#### [Data excerpts]
#####
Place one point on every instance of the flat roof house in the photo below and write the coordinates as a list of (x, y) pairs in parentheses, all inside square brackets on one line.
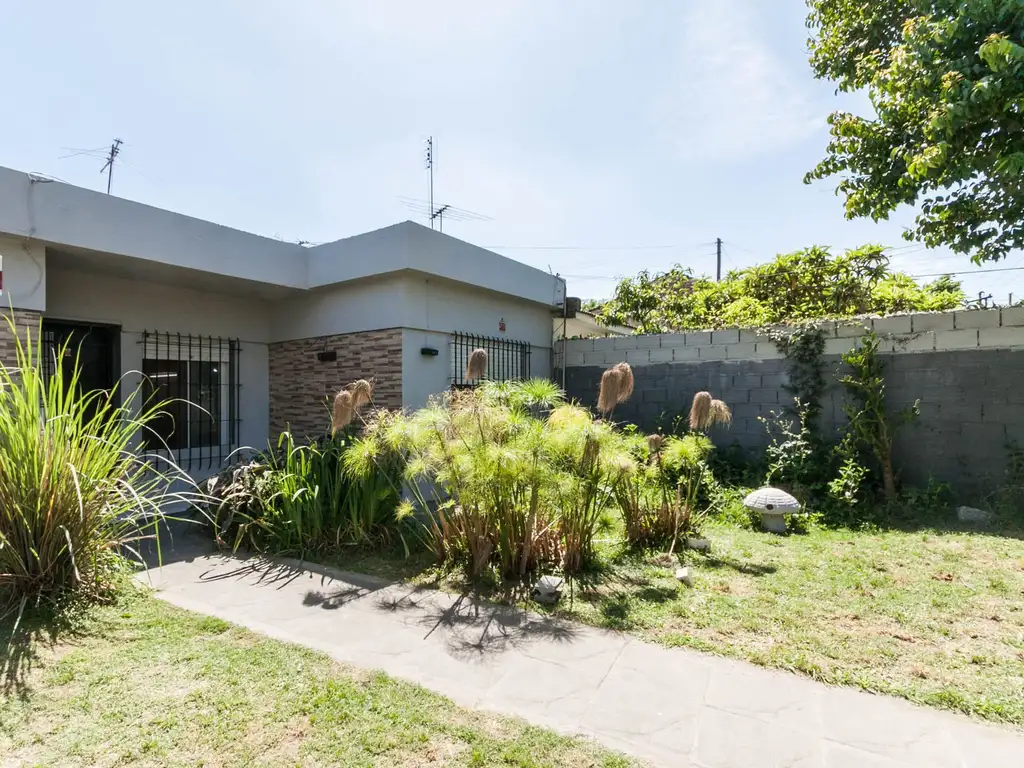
#####
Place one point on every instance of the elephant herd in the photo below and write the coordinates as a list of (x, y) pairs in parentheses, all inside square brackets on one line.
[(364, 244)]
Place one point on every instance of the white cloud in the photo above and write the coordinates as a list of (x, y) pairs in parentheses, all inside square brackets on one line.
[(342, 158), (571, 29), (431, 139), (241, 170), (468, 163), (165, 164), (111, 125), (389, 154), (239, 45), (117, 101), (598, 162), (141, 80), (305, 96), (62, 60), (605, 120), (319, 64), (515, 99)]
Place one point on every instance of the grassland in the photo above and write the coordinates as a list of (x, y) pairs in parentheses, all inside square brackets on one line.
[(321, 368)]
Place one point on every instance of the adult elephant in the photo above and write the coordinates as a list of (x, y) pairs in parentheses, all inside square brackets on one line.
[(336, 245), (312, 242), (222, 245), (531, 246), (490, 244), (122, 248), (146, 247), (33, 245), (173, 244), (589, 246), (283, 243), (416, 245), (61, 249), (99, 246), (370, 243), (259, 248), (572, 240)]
#####
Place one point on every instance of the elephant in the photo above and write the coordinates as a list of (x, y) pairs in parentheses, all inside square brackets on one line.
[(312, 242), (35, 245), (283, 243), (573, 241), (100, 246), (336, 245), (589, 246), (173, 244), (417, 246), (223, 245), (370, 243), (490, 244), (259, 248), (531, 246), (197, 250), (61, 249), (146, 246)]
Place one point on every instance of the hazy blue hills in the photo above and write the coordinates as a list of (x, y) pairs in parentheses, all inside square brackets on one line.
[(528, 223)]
#####
#### [The exercise]
Write out, word for word, the portion of the records that begins with the line containing "Place one point on every instance of the hazy" and ends with the line containing "[(528, 223)]", including both of those lines.

#### [Worked answer]
Place one point on every instance of the hazy blue hills in the photo above and write the coordinates as a list of (x, y) pairs in parentheses, all inside square brackets on one line.
[(528, 223)]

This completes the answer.